■ Task requirements
Every entry in the listing is to be reproduced exactly.

■ Supplied information
>>>>

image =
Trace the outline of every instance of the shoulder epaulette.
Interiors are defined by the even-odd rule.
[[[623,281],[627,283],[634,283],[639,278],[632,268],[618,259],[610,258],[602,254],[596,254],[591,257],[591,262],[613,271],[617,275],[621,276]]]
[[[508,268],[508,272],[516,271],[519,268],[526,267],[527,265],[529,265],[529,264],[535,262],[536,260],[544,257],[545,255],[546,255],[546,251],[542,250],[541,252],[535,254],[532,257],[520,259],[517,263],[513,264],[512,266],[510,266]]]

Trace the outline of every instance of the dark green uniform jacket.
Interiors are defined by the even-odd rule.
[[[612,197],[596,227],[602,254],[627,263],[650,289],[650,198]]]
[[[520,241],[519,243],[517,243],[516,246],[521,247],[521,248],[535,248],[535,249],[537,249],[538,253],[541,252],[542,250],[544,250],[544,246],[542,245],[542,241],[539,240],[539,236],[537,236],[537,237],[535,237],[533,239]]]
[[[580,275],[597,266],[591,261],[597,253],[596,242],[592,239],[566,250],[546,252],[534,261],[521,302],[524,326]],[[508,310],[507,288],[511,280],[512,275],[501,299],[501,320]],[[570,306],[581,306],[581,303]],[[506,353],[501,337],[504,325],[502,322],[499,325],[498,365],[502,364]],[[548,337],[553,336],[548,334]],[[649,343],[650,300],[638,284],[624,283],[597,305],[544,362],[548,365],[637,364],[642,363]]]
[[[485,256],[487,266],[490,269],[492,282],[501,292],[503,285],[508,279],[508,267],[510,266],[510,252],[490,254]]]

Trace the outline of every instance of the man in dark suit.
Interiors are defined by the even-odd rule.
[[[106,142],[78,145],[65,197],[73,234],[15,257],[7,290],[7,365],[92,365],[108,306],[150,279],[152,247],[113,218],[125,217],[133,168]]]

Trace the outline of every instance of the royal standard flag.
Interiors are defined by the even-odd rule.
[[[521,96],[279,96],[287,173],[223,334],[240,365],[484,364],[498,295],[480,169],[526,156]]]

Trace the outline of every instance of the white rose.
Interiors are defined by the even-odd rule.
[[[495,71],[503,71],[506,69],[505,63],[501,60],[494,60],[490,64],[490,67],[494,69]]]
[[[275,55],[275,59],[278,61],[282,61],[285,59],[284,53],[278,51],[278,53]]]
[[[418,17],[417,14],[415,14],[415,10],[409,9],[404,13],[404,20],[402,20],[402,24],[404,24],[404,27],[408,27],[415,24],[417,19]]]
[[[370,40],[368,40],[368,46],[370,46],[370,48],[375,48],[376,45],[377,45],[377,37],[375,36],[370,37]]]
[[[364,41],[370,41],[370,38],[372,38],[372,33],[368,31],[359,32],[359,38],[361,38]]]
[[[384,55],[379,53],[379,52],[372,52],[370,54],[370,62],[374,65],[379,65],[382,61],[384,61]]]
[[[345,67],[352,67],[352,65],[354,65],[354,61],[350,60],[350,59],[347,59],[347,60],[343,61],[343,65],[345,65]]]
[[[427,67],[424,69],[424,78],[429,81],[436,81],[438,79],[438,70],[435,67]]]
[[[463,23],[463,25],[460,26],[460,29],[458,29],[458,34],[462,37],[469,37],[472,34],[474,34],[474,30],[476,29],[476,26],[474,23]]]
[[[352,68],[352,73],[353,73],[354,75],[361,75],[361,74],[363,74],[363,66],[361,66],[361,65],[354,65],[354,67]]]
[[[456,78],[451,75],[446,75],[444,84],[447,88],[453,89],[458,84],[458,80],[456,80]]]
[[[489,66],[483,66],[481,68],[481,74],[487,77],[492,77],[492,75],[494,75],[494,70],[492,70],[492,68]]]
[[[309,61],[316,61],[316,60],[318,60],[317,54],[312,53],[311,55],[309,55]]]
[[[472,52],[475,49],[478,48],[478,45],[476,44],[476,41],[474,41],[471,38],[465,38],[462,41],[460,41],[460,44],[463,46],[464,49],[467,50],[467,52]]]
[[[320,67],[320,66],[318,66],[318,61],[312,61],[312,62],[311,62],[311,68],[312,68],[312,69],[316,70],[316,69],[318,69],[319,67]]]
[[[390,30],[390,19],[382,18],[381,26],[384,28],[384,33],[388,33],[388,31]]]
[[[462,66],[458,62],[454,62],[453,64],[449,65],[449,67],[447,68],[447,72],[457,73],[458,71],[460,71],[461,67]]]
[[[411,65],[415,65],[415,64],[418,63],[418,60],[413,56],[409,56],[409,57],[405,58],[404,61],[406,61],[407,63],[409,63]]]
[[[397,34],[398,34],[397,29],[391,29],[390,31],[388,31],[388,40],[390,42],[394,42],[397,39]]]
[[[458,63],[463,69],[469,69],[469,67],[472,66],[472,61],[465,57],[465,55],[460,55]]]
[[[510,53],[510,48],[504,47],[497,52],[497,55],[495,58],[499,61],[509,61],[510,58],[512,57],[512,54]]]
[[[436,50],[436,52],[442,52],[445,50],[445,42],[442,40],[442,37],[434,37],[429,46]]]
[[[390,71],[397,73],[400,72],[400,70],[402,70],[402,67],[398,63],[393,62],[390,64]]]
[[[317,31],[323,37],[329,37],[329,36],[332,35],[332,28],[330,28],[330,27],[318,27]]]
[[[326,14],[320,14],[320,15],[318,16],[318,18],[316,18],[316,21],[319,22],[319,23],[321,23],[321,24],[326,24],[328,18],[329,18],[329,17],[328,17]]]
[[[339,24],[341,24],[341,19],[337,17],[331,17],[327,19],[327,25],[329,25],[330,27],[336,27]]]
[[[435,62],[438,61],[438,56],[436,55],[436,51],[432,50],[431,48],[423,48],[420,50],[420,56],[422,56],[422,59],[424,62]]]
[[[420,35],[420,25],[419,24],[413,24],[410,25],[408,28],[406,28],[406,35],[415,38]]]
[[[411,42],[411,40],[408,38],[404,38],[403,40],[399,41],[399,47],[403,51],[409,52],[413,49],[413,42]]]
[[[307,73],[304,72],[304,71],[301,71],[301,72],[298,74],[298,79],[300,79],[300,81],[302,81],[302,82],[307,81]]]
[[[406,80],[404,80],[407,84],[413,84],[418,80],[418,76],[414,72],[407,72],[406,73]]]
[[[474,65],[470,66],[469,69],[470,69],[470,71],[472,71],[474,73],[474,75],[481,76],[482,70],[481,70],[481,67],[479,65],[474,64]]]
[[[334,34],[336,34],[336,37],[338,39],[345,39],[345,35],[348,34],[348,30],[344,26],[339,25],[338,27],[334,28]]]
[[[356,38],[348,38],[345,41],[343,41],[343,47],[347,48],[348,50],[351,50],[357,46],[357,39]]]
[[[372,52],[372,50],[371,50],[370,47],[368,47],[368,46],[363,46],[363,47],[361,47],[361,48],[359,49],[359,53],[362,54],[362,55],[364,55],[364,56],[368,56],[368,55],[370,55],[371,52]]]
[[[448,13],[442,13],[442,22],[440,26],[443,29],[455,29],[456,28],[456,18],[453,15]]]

<<<<

■ Answer space
image =
Trace the outline of every instance of the shoulder epaulette.
Interiors are defined by the even-odd rule.
[[[623,281],[627,283],[634,283],[639,278],[632,268],[618,259],[610,258],[602,254],[596,254],[591,257],[591,262],[613,271],[617,275],[621,276]]]
[[[508,268],[508,272],[516,271],[519,268],[526,267],[527,265],[529,265],[529,264],[535,262],[536,260],[544,257],[545,255],[546,255],[546,251],[542,250],[541,252],[535,254],[532,257],[520,259],[517,263],[513,264],[512,266],[510,266]]]

Trace the outline of every instance of the dark green uniform jacket.
Interiors are defined by the even-odd rule.
[[[612,197],[596,227],[602,254],[627,263],[650,289],[650,198]]]
[[[520,241],[519,243],[517,243],[516,246],[521,247],[521,248],[535,248],[535,249],[537,249],[538,253],[541,252],[542,250],[544,250],[544,246],[542,245],[542,241],[539,240],[539,236],[537,236],[537,237],[535,237],[533,239]]]
[[[580,275],[597,266],[591,261],[597,253],[596,242],[592,239],[566,250],[546,252],[534,261],[521,302],[524,326]],[[508,310],[507,288],[511,280],[512,275],[501,299],[501,320]],[[570,306],[581,306],[581,303]],[[506,353],[501,337],[504,325],[502,322],[499,325],[498,365],[502,364]],[[548,337],[553,336],[548,334]],[[649,343],[650,300],[638,284],[624,283],[597,305],[544,362],[548,365],[637,364],[642,363]]]
[[[485,256],[487,266],[490,269],[492,282],[501,292],[503,285],[508,279],[508,267],[510,266],[510,252],[490,254]]]

Trace the outline of every instance of the man in dark suit.
Interiors are defined by the even-odd rule.
[[[106,142],[78,145],[65,197],[73,234],[15,257],[7,290],[7,365],[92,365],[108,306],[150,279],[152,247],[113,218],[125,217],[133,168]]]

Trace the outline of every instance of the royal standard flag.
Interiors are defined by the even-odd rule.
[[[521,96],[279,96],[287,173],[223,334],[240,365],[484,364],[498,295],[480,169],[526,156]]]

Trace the outline of every instance of the white rose.
Interiors are defined by the even-odd rule.
[[[495,71],[503,71],[506,69],[505,63],[501,60],[494,60],[490,64],[490,67],[494,69]]]
[[[275,55],[275,59],[278,61],[282,61],[285,59],[284,53],[278,51],[278,53]]]
[[[418,17],[417,14],[415,14],[415,10],[409,9],[404,13],[404,20],[402,20],[402,24],[404,24],[404,27],[408,27],[415,24],[417,19]]]
[[[370,40],[368,40],[368,46],[370,46],[370,48],[375,48],[376,45],[377,45],[377,37],[375,36],[370,37]]]
[[[364,41],[370,41],[370,38],[372,38],[372,33],[368,31],[359,32],[359,38],[361,38]]]
[[[384,55],[379,53],[379,52],[372,52],[370,54],[370,62],[374,65],[379,65],[382,61],[384,61]]]
[[[345,67],[352,67],[352,65],[354,65],[354,61],[350,60],[350,59],[347,59],[347,60],[343,61],[343,65],[345,65]]]
[[[427,67],[424,69],[424,78],[429,81],[436,81],[438,79],[438,70],[435,67]]]
[[[463,23],[463,25],[460,26],[460,29],[458,29],[458,34],[462,37],[469,37],[472,34],[474,34],[474,30],[476,29],[476,26],[474,23]]]
[[[352,68],[352,73],[353,73],[354,75],[361,75],[361,74],[363,74],[363,66],[361,66],[361,65],[354,65],[354,67]]]
[[[456,78],[451,75],[446,75],[444,84],[447,88],[453,89],[458,84],[458,80],[456,80]]]
[[[489,66],[483,66],[481,68],[481,74],[487,77],[492,77],[492,75],[494,75],[494,70],[492,70],[492,68]]]
[[[309,61],[316,61],[316,60],[318,60],[317,54],[312,53],[311,55],[309,55]]]
[[[472,52],[475,49],[478,48],[478,45],[476,44],[476,41],[474,41],[471,38],[465,38],[462,41],[460,41],[460,44],[463,46],[464,49],[467,50],[467,52]]]
[[[320,67],[320,66],[318,66],[318,61],[312,61],[312,62],[311,62],[311,68],[312,68],[312,69],[316,70],[316,69],[318,69],[319,67]]]
[[[390,30],[390,19],[382,18],[381,26],[384,28],[384,33],[388,33],[388,31]]]
[[[462,66],[458,62],[454,62],[453,64],[449,65],[449,67],[447,68],[447,72],[457,73],[458,71],[460,71],[461,67]]]
[[[411,65],[415,65],[415,64],[418,63],[418,60],[413,56],[409,56],[409,57],[405,58],[404,61],[406,61],[407,63],[409,63]]]
[[[397,34],[398,34],[397,29],[391,29],[390,31],[388,31],[388,40],[390,42],[394,42],[397,39]]]
[[[458,63],[463,69],[469,69],[469,67],[472,66],[472,61],[465,57],[465,55],[460,55]]]
[[[510,53],[510,48],[504,47],[497,52],[497,55],[495,58],[499,61],[509,61],[510,58],[512,57],[512,54]]]
[[[436,50],[436,52],[442,52],[445,50],[445,42],[442,40],[442,37],[434,37],[429,46]]]
[[[390,71],[397,73],[400,72],[400,70],[402,70],[402,67],[398,63],[393,62],[390,64]]]
[[[317,31],[323,37],[329,37],[329,36],[332,35],[332,28],[330,28],[330,27],[318,27]]]
[[[326,14],[320,14],[320,15],[318,16],[318,18],[316,18],[316,21],[319,22],[319,23],[321,23],[321,24],[326,24],[328,18],[329,18],[329,17],[328,17]]]
[[[339,24],[341,24],[341,19],[337,17],[331,17],[327,19],[327,25],[329,25],[330,27],[336,27]]]
[[[435,62],[438,61],[438,56],[436,55],[436,51],[432,50],[431,48],[423,48],[420,50],[420,56],[422,56],[422,59],[424,62]]]
[[[420,35],[420,25],[419,24],[413,24],[410,25],[408,28],[406,28],[406,35],[415,38]]]
[[[411,42],[411,40],[408,38],[404,38],[403,40],[399,41],[399,47],[403,51],[409,52],[413,49],[413,42]]]
[[[307,73],[304,72],[304,71],[301,71],[301,72],[298,74],[298,79],[300,79],[300,81],[302,81],[302,82],[307,81]]]
[[[406,80],[404,80],[407,84],[413,84],[418,80],[418,76],[414,72],[407,72],[406,73]]]
[[[474,65],[470,66],[469,69],[470,69],[470,71],[472,71],[474,73],[474,75],[481,76],[482,70],[481,70],[481,67],[479,65],[474,64]]]
[[[334,34],[336,34],[336,37],[338,39],[345,39],[345,35],[348,34],[348,30],[344,26],[339,25],[338,27],[334,28]]]
[[[356,38],[348,38],[345,41],[343,41],[343,47],[347,48],[348,50],[351,50],[357,46],[357,39]]]
[[[372,52],[372,50],[371,50],[370,47],[368,47],[368,46],[363,46],[363,47],[361,47],[361,48],[359,49],[359,53],[362,54],[362,55],[364,55],[364,56],[368,56],[368,55],[370,55],[371,52]]]
[[[448,13],[442,13],[442,22],[440,26],[443,29],[455,29],[456,28],[456,18],[453,15]]]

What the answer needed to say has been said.